• [SHORT PROBLEM]: Print the records again, character for character.

• [PROVIDED RECORDS]:

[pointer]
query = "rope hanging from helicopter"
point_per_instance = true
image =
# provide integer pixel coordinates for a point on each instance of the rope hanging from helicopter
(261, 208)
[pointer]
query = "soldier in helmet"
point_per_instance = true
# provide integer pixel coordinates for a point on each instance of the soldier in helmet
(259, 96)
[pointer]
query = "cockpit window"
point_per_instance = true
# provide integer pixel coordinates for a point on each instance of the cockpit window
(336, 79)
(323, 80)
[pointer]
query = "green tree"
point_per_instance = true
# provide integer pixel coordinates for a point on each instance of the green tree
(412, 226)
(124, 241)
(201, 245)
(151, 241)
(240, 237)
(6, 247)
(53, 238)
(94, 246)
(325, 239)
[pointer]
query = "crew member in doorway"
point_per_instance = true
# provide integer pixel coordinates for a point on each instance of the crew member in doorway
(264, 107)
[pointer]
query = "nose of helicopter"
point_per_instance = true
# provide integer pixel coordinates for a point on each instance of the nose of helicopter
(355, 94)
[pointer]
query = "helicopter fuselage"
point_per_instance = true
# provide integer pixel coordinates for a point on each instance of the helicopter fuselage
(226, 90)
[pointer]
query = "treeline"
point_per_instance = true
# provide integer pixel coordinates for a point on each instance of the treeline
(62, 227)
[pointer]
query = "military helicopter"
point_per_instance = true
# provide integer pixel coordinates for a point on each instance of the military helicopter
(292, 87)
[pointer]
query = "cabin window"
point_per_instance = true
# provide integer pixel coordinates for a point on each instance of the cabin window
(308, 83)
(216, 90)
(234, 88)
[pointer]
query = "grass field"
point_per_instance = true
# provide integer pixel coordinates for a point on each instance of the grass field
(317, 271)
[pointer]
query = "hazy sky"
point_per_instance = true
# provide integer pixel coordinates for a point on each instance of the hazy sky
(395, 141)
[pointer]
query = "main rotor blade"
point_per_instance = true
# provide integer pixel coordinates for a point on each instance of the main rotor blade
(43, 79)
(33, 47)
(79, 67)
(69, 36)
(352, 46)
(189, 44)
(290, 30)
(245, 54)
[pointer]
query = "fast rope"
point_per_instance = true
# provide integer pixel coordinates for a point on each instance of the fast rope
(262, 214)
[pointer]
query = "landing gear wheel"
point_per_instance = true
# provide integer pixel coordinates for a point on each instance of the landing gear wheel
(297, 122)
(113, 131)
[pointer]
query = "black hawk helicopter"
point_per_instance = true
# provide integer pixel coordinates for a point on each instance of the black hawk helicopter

• [WRITTEN REPLY]:
[pointer]
query = "rope hanging from helicopter"
point_per_instance = true
image =
# provide integer pixel coordinates for a point on each instance of the rope hanging from helicopter
(261, 208)
[pointer]
query = "soldier in helmet"
point_per_instance = true
# provide integer pixel coordinates for a point on each instance of the soldier in helmet
(259, 96)
[pointer]
query = "cockpit window"
point_per_instance = true
# provide integer pixel coordinates for a point on each instance of the cockpit window
(336, 79)
(323, 80)
[pointer]
query = "green tree"
point_per_instance = true
# provide integer pixel coordinates for a point on each instance of the green tree
(412, 226)
(124, 241)
(201, 245)
(151, 241)
(240, 237)
(6, 247)
(53, 238)
(94, 246)
(325, 239)
[pointer]
query = "crew member in doorway"
point_per_instance = true
# provide integer pixel coordinates for a point on each instance of the crew member in doorway
(264, 107)
[pointer]
query = "nose of helicopter"
point_per_instance = true
# provide integer pixel coordinates for a point on each instance of the nose of helicopter
(355, 94)
[pointer]
query = "helicopter fuselage"
point_per_instance = true
# provide integer pixel coordinates for a point on each instance of the helicopter fuselage
(226, 90)
[pointer]
query = "treeline"
point_per_instance = true
# provide integer pixel coordinates for a point on each instance of the treeline
(62, 227)
[pointer]
query = "military helicopter"
point_per_instance = true
# provide integer pixel coordinates for a point on each instance of the military helicopter
(292, 87)
[pointer]
query = "cabin window"
point_per_instance = true
# provide integer pixel coordinates for a point on each instance of the cabin window
(308, 83)
(216, 90)
(234, 88)
[pointer]
query = "grass field"
point_per_instance = true
# provide integer pixel coordinates for a point on each instance of the grass field
(317, 271)
[pointer]
query = "hazy sky"
point_per_instance = true
# provide integer pixel coordinates for a point on each instance of the hazy sky
(395, 141)
[pointer]
query = "main rotor blade"
point_per_instance = true
# provide integer pixel coordinates for a point on each instance of the main rotor blade
(43, 79)
(33, 47)
(79, 67)
(69, 36)
(352, 46)
(189, 44)
(290, 30)
(245, 54)
[pointer]
query = "fast rope"
point_per_instance = true
# provide integer pixel coordinates for a point on each instance of the fast rope
(262, 214)
[pointer]
query = "landing gear wheel"
point_per_instance = true
# provide integer pixel coordinates for a point on each instance of the landing gear wheel
(297, 122)
(113, 131)
[pointer]
query = "black hawk helicopter"
point_per_instance = true
# provide integer pixel coordinates for a point on each instance of the black hawk helicopter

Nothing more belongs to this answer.